**DOCUMENT SECTION:**
--- START ---

Selective detection and automated counting of fluorescently-labeled chrysotile asbestos using a dual-mode high-throughput microscopy (DM-HTM) method

• Published in: Sensors (Basel, Switzerland) Vol. 13; no. 5; pp. 5686 - 5699
• Main Authors: Cho, Myoung-Ock, Chang, Hyo Mi, Lee, Donghee, Yu, Yeon Gyu, Han, Hwataik, Kim, Jung Kyung
• Format: Journal Article
• Language: English
• Published: Switzerland MDPI AG 02.05.2013; Molecular Diversity Preservation International (MDPI)
• Subjects: Asbestos; automated counting; Automation; chrysotile; DksA; dual-mode imaging; Electronic mail systems; Engineering; fluorescence; Heat resistance; high-throughput microscopy; image processing and analysis; Lung cancer; Methods; Microscopy; Proteins; reflection; Sensors
• ISSN: 1424-8220; 1424-8220
• DOI: 10.3390/s130505686

Phase contrast microscopy (PCM) is a widely used analytical method for airborne asbestos, but it is unable to distinguish asbestos from non-asbestos fibers and requires time-consuming and laborious manual counting of fibers. Previously, we developed a high-throughput microscopy (HTM) method that could greatly reduce human intervention and analysis time through automated image acquisition and counting of fibers. In this study, we designed a dual-mode HTM (DM-HTM) device for the combined reflection and fluorescence imaging of asbestos, and automated a series of built-in image processing commands of ImageJ software to test its capabilities. We used DksA, a chrysotile-adhesive protein, for selective detection of chrysotile fibers in the mixed dust-free suspension of crysotile and amosite prepared in the laboratory. We demonstrate that fluorescently-stained chrysotile and total fibers can be identified and enumerated automatically in a high-throughput manner by the DM-HTM system. Combined with more advanced software that can correctly identify overlapping and branching fibers and distinguish between fibers and elongated dust particles, the DM-HTM method should enable fully automated counting of airborne asbestos.

--- END ---

Image point-grounding data:
--- START ---

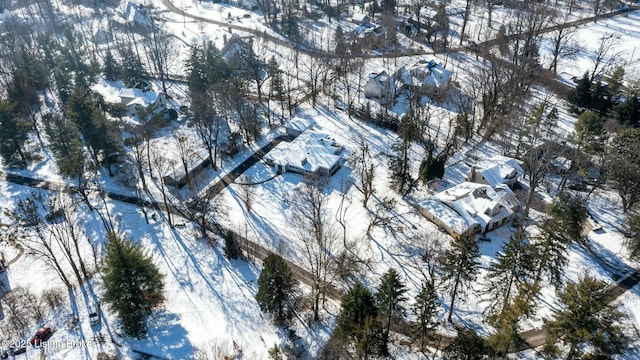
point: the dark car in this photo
(41, 335)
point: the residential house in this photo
(137, 15)
(135, 100)
(379, 86)
(428, 77)
(298, 126)
(310, 153)
(470, 208)
(496, 171)
(360, 19)
(101, 36)
(196, 162)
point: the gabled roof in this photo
(310, 151)
(131, 96)
(499, 169)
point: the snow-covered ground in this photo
(210, 299)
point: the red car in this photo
(41, 335)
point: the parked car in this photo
(94, 318)
(43, 334)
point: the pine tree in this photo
(390, 297)
(425, 309)
(632, 235)
(133, 284)
(468, 345)
(586, 321)
(580, 96)
(561, 227)
(14, 131)
(460, 267)
(399, 162)
(231, 246)
(276, 289)
(357, 322)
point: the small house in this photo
(135, 100)
(470, 208)
(311, 153)
(360, 19)
(495, 171)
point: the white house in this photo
(135, 99)
(425, 76)
(360, 19)
(137, 15)
(469, 208)
(298, 126)
(311, 152)
(495, 171)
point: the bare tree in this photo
(563, 45)
(29, 214)
(365, 169)
(606, 55)
(311, 221)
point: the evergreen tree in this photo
(357, 322)
(468, 345)
(231, 245)
(133, 285)
(399, 162)
(14, 131)
(589, 132)
(132, 71)
(110, 68)
(561, 227)
(513, 267)
(580, 96)
(632, 235)
(425, 309)
(624, 166)
(585, 321)
(390, 297)
(276, 289)
(460, 267)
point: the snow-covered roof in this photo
(468, 204)
(458, 223)
(299, 124)
(310, 151)
(136, 14)
(132, 96)
(499, 169)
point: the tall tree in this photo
(400, 162)
(277, 289)
(467, 345)
(513, 267)
(460, 267)
(357, 322)
(623, 166)
(632, 234)
(133, 284)
(586, 321)
(14, 131)
(562, 226)
(391, 298)
(425, 309)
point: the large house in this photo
(311, 153)
(135, 100)
(428, 77)
(470, 208)
(496, 171)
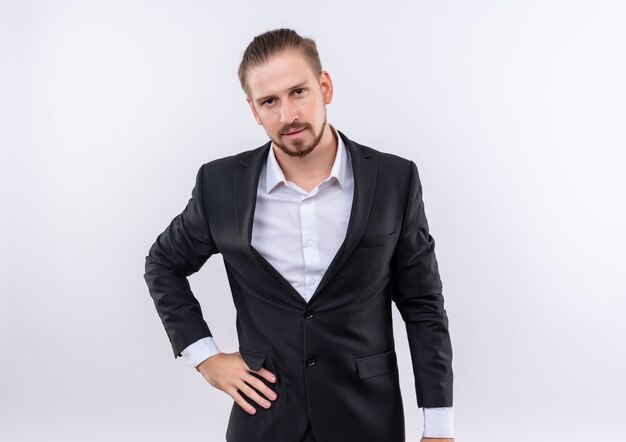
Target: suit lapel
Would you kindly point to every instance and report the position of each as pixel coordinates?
(246, 179)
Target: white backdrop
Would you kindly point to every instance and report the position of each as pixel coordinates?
(514, 112)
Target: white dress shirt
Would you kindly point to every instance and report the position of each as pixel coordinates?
(299, 233)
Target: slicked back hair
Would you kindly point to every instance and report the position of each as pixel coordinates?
(270, 43)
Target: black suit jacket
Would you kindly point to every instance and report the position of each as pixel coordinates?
(334, 356)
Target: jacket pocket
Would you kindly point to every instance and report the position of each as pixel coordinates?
(253, 358)
(371, 366)
(376, 240)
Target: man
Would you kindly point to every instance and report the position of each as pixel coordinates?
(318, 234)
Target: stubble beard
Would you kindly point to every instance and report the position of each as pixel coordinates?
(299, 148)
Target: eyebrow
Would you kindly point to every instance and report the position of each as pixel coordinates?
(297, 86)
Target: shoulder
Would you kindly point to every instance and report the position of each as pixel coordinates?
(387, 161)
(224, 166)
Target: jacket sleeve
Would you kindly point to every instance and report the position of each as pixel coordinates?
(179, 251)
(417, 292)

--- END ---

**EXERCISE DETAILS:**
Copy the asbestos-counting article entry in full, character for character. Please rely only on the asbestos-counting article entry, not on the listing.

**YOUR SOLUTION:**
Selective detection and automated counting of fluorescently-labeled chrysotile asbestos using a dual-mode high-throughput microscopy (DM-HTM) method

• Published in: Sensors (Basel, Switzerland) Vol. 13; no. 5; pp. 5686 - 5699
• Main Authors: Cho, Myoung-Ock, Chang, Hyo Mi, Lee, Donghee, Yu, Yeon Gyu, Han, Hwataik, Kim, Jung Kyung
• Format: Journal Article
• Language: English
• Published: Switzerland MDPI AG 02.05.2013; Molecular Diversity Preservation International (MDPI)
• Subjects: Asbestos; automated counting; Automation; chrysotile; DksA; dual-mode imaging; Electronic mail systems; Engineering; fluorescence; Heat resistance; high-throughput microscopy; image processing and analysis; Lung cancer; Methods; Microscopy; Proteins; reflection; Sensors
• ISSN: 1424-8220; 1424-8220
• DOI: 10.3390/s130505686

Phase contrast microscopy (PCM) is a widely used analytical method for airborne asbestos, but it is unable to distinguish asbestos from non-asbestos fibers and requires time-consuming and laborious manual counting of fibers. Previously, we developed a high-throughput microscopy (HTM) method that could greatly reduce human intervention and analysis time through automated image acquisition and counting of fibers. In this study, we designed a dual-mode HTM (DM-HTM) device for the combined reflection and fluorescence imaging of asbestos, and automated a series of built-in image processing commands of ImageJ software to test its capabilities. We used DksA, a chrysotile-adhesive protein, for selective detection of chrysotile fibers in the mixed dust-free suspension of crysotile and amosite prepared in the laboratory. We demonstrate that fluorescently-stained chrysotile and total fibers can be identified and enumerated automatically in a high-throughput manner by the DM-HTM system. Combined with more advanced software that can correctly identify overlapping and branching fibers and distinguish between fibers and elongated dust particles, the DM-HTM method should enable fully automated counting of airborne asbestos.